▶ **Assigned task**:
Everything in the listing below must be reproduced exactly, apart from its images.

▶ **Data to process**:
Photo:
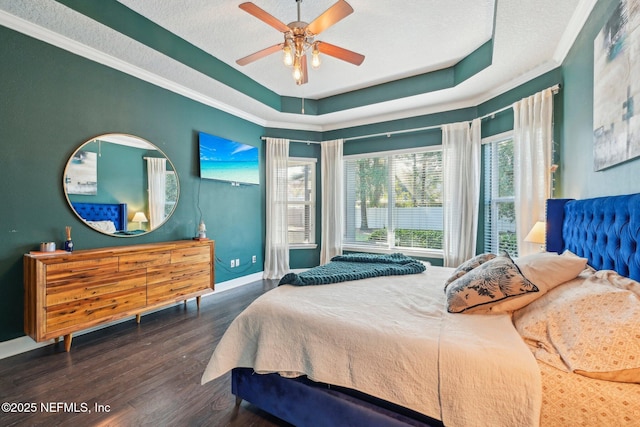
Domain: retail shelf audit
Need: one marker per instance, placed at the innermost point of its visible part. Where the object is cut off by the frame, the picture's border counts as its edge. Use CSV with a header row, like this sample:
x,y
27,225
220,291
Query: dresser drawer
x,y
193,255
175,282
62,274
101,307
95,286
139,260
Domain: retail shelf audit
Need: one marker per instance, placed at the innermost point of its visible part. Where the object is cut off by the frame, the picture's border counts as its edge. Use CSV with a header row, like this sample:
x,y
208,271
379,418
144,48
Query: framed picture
x,y
81,175
616,87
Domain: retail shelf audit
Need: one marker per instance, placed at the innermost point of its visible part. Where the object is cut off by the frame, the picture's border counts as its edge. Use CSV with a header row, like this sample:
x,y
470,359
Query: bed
x,y
110,218
486,365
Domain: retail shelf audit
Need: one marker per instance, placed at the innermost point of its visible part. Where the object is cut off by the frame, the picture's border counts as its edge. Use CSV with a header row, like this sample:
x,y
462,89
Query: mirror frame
x,y
143,142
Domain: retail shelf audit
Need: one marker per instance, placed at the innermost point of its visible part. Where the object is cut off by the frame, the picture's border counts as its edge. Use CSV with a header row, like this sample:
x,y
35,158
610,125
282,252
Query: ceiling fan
x,y
299,37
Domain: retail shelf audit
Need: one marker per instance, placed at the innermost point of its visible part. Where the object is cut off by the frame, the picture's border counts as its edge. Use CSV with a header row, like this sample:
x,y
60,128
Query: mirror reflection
x,y
121,185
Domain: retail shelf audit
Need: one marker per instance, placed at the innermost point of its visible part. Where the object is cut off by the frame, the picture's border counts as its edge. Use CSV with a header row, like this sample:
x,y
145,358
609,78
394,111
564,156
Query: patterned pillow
x,y
487,284
467,266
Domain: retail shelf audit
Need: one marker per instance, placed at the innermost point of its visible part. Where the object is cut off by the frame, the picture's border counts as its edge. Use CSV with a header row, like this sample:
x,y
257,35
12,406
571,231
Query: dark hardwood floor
x,y
134,375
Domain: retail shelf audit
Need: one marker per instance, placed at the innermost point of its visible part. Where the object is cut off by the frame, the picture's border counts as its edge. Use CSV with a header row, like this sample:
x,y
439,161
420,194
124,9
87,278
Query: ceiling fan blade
x,y
335,13
264,16
259,54
340,53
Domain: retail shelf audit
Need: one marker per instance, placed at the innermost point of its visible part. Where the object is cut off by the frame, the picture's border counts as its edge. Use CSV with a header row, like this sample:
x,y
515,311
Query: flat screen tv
x,y
226,160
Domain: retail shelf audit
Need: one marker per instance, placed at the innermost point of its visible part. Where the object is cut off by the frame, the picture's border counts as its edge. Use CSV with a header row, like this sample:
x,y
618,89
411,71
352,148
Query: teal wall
x,y
53,101
578,179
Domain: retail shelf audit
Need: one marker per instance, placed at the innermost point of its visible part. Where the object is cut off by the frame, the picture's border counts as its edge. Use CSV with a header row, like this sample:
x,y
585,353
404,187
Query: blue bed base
x,y
302,402
604,230
115,212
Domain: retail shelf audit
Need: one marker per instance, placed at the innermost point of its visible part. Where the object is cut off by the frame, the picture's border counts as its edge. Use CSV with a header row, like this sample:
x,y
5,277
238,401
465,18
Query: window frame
x,y
390,247
312,202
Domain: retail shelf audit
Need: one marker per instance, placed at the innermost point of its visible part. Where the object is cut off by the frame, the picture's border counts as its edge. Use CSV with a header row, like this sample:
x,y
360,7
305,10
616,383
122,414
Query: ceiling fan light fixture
x,y
287,57
315,56
297,70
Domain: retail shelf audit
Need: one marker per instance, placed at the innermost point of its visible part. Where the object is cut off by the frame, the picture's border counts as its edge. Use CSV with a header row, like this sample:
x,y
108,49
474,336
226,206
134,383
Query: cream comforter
x,y
392,338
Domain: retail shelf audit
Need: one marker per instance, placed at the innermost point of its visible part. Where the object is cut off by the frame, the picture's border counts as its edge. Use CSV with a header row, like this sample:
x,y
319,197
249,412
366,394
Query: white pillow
x,y
546,270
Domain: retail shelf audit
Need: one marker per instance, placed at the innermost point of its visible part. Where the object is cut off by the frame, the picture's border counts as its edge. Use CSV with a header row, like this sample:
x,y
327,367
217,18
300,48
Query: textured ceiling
x,y
398,39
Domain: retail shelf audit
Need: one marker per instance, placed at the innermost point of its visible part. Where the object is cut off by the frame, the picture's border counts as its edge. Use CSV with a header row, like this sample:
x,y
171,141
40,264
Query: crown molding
x,y
30,29
578,19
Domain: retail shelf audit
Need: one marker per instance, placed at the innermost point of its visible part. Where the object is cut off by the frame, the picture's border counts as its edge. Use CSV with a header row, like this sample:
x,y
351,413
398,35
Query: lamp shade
x,y
140,217
537,233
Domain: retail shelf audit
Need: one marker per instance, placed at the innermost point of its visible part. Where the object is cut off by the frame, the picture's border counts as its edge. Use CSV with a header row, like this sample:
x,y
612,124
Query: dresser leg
x,y
67,342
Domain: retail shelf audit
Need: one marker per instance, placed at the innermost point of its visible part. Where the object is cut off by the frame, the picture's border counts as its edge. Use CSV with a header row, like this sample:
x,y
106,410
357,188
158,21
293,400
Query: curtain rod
x,y
554,89
294,140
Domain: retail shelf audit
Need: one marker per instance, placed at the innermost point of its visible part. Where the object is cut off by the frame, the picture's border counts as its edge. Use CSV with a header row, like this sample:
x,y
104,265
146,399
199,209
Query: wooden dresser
x,y
69,292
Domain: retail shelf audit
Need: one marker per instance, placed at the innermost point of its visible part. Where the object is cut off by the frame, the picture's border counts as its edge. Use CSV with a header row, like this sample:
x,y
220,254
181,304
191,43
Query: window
x,y
499,196
394,200
301,203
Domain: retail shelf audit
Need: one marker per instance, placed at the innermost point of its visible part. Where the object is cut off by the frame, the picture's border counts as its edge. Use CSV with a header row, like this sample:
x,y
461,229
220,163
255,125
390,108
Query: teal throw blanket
x,y
342,268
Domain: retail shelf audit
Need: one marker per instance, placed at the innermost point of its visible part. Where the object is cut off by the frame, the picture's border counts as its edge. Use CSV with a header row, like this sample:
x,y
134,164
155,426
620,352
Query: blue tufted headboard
x,y
115,212
605,230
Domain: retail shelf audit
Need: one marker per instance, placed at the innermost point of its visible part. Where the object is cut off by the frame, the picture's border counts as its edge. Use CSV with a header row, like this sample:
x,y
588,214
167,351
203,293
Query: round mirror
x,y
121,185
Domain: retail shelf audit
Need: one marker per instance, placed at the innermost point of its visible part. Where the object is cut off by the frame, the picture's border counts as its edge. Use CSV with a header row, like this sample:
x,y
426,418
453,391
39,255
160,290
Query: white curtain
x,y
461,190
532,139
332,199
276,259
157,178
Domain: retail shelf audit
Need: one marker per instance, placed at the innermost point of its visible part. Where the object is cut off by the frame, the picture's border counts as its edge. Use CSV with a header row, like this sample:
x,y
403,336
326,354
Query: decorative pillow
x,y
467,266
487,284
589,326
546,270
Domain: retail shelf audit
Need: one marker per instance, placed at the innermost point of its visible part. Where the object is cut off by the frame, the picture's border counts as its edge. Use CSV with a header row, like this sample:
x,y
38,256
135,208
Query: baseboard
x,y
24,344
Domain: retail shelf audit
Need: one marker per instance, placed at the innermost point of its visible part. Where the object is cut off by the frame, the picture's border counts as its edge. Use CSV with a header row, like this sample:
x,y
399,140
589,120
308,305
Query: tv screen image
x,y
227,160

▶ **Task answer**:
Photo:
Domain: retail shelf audit
Need: one marker per instance, placed at the innermost point of its visible part. Where the object is cut off by the frame, the picture's border counts as its edge. Use CSV with a header row, like this sample:
x,y
27,225
220,291
Query: dresser drawer
x,y
193,255
175,282
62,274
101,307
95,286
139,260
Domain: retail shelf audit
Need: one marker per instance, placed at the innermost point of its visible part. Where the object is cut off by the frame, the picture's border counts as its edge. Use CSV with a header row, like this sample:
x,y
208,271
379,418
144,48
Query: framed picture
x,y
81,175
616,87
Domain: retail shelf audit
Need: one marker per instance, placed at the innermost point of its visible part. Where the object is cut off by the frame, the picture's border counts as its edge. Use CSV with a header row, like this sample:
x,y
470,359
Query: bed
x,y
110,218
486,365
Domain: retail shelf audit
Need: one marker per instance, placed at the innermost point of its visible part. Where the object is cut off by the frame, the picture's border counts as its edge. Use CSV with a header row, like this sample:
x,y
462,89
Query: mirror frame
x,y
143,142
Domain: retail shelf audit
Need: one marker per instance, placed at the innermost point of its visible part. Where the object is cut off by the frame, the picture's border counts as its edge. Use CSV with a header row, like this sample:
x,y
35,158
610,125
282,252
Query: ceiling fan
x,y
299,37
Domain: retail shelf audit
Need: one marker per instance, placed at the innermost point of its visible part. Where the object is cut off by the frame, the picture's border counts as its edge. Use CSV with a header row, like this sample:
x,y
60,128
Query: mirror reflection
x,y
121,185
Domain: retail shelf audit
Need: one marker per instance, placed at the innermost point of its visible part. Where the object is cut off by the frame, the picture's border counts as its edge. Use CSV with a header row, like this sample:
x,y
145,358
609,78
394,111
564,156
Query: patterned pillow
x,y
487,284
467,266
Domain: retail shelf audit
Need: one marker per instance, placed at the innermost point of its visible part. Where the object is cut off by the frame, the picture's border counts as its edge. Use CSV with a header row, like this sample:
x,y
257,35
12,406
571,231
Query: dark hardwood floor
x,y
134,375
Domain: retail shelf audit
Need: one marker per instance, placed at the innermost point of its visible part. Where the object is cut off by the frame, the picture's border counts as its edge. Use CSV with a header row, like this sample:
x,y
439,161
420,194
124,9
87,278
Query: ceiling fan blade
x,y
335,13
264,16
259,54
340,53
Domain: retail shelf audit
Need: one marker per instance, placed at the innermost point of its visible part. Where the object is cut off by the frame, the picture's border counts as its edge. Use CSV with a header row, like this sample:
x,y
515,311
Query: flat screen tv
x,y
226,160
Domain: retail shelf audit
Need: one marker per instance, placed at the innermost point of its visible part. Where the object is cut off by the frame, the picture's border counts as its edge. Use CSV with a header row, like this sample:
x,y
618,89
411,71
352,148
Query: teal wall
x,y
53,101
578,179
Domain: retail shelf audit
Need: one marker per instance, placed at the innermost point of its visible part. Where the object is cut off by the frame, the picture's border counts as its edge. Use CSV with a header row, like this sample:
x,y
585,353
404,187
Query: blue bed base
x,y
302,402
604,230
115,212
Domain: retail shelf audit
Need: one marker per instance, placed at the innermost point of its visible part. Where the object is cut off by the frame, the picture's border counts as its edge. Use CSV with a header row, like this sample:
x,y
5,277
238,401
465,18
Query: window frame
x,y
390,247
312,202
Domain: retail shelf audit
Need: one marker per instance, placed at the innermost point of its visible part. Where the object is cut off by the frame, the picture's border counts as its edge. Use CSV with a header row, like this sample:
x,y
360,7
305,10
616,383
122,414
Query: ceiling fan light fixture
x,y
287,57
315,56
297,70
Domain: retail shelf audit
Need: one marker per instance, placed at the innermost point of its visible part. Where the object is cut off by the frame, the picture's border counts as its edge. Use CSV with a header row, like this sample:
x,y
108,49
474,336
226,206
134,383
Query: cream comforter
x,y
392,338
Domain: retail shelf audit
Need: one marker per instance, placed at the innermost point of its visible part. Where the object is cut off by the frame, the picture's border counts as its edge. Use CSV with a header row, like this sample:
x,y
319,197
249,412
366,394
Query: white pillow
x,y
546,270
Domain: retail shelf audit
Need: one marker per instance, placed at the innermost point of its visible part. Where the object is cut off by the frame, the picture's border counts as its edge. Use CSV with a header row, like this sample:
x,y
327,367
217,18
300,48
Query: textured ceiling
x,y
398,39
Domain: retail shelf audit
Need: one marker per instance, placed at the innermost point of its visible part. Where the object is cut off by the frame, the picture's border counts as its edge. Use CSV with a header row, like this sample:
x,y
171,141
40,264
Query: crown molding
x,y
30,29
578,19
Domain: retail shelf audit
Need: one marker per instance, placed at the innermost point of its visible part. Where the object is cut off by the frame, the picture's border counts as its edge. Use CSV with a header row, like this sample:
x,y
351,413
398,35
Query: lamp shade
x,y
140,217
537,233
Domain: retail shelf audit
Need: one marker per instance, placed at the innermost point of its visible part. Where the object is cut off by the frame, the picture's border counts as its edge. Use CSV with a header row, like this sample:
x,y
612,124
Query: dresser leg
x,y
67,342
Domain: retail shelf audit
Need: one marker per instance, placed at the innermost point of its visible part. Where the object is cut off by the frame, the picture's border counts as its edge. Use CSV with a header row, like this sample:
x,y
106,410
357,188
158,21
293,400
Query: curtain rod
x,y
554,89
294,140
Domain: retail shelf audit
Need: one marker per instance, placed at the innermost point of its visible part. Where the object is cut off by the frame, the picture's border counts as its edge. Use CSV with a header row, like this sample:
x,y
104,265
146,399
199,209
Query: wooden dresser
x,y
69,292
Domain: retail shelf audit
Need: one marker per instance, placed at the innermost point of its visible part. Where the object is cut off by the frame, the picture's border counts as its edge. Use CSV with a header row, like this sample:
x,y
220,254
181,304
191,43
Query: window
x,y
499,196
394,200
301,203
Domain: retail shelf audit
Need: one marker per instance, placed at the innermost point of its visible part. Where the object is cut off by the frame, the picture's border counts as its edge. Use CSV with a header row, like this sample:
x,y
461,229
220,163
255,125
390,108
Query: teal throw blanket
x,y
342,268
Domain: retail shelf audit
Need: one marker per instance, placed at the innermost point of its visible part. Where the object is cut off by the frame, the picture's border counts as its edge. Use CSV with a header row, like this sample:
x,y
134,164
155,426
620,352
Query: blue tufted headboard
x,y
115,212
605,230
Domain: retail shelf audit
Need: one marker per instance, placed at the innermost point of its visible part. Where the object is cut off by the frame, the picture's border counts as its edge. Use CSV with a header row, like this sample:
x,y
588,214
167,351
203,293
Query: round mirror
x,y
121,185
Domain: retail shelf audit
Need: one marker per instance, placed at the innermost point of its visible part. Where the object is cut off by the frame, the picture's border counts as its edge. Use CSV with a header row, like this sample:
x,y
426,418
453,391
39,255
160,290
Query: white curtain
x,y
461,190
532,139
332,199
276,259
157,178
Domain: retail shelf audit
Need: one marker per instance, placed at the innermost point of its visible part. Where the object is cut off by the frame, the picture's border counts as its edge. Use CSV with a header row, like this sample:
x,y
403,336
326,354
Query: decorative pillow
x,y
467,266
487,284
589,326
546,270
Domain: retail shelf audit
Need: one marker per instance, placed at the innermost point of its visible part. Where the object is cut off by the frame, the picture's border counts as its edge. Use CSV with a header row, like this sample:
x,y
38,256
135,208
Query: baseboard
x,y
24,344
Domain: retail shelf audit
Need: one marker per instance, placed at the innermost point of its visible part. Where the object is cut off by the frame, the picture's border counts as its edge. Use CSV with a header row, like this sample:
x,y
399,140
589,120
308,305
Query: tv screen image
x,y
227,160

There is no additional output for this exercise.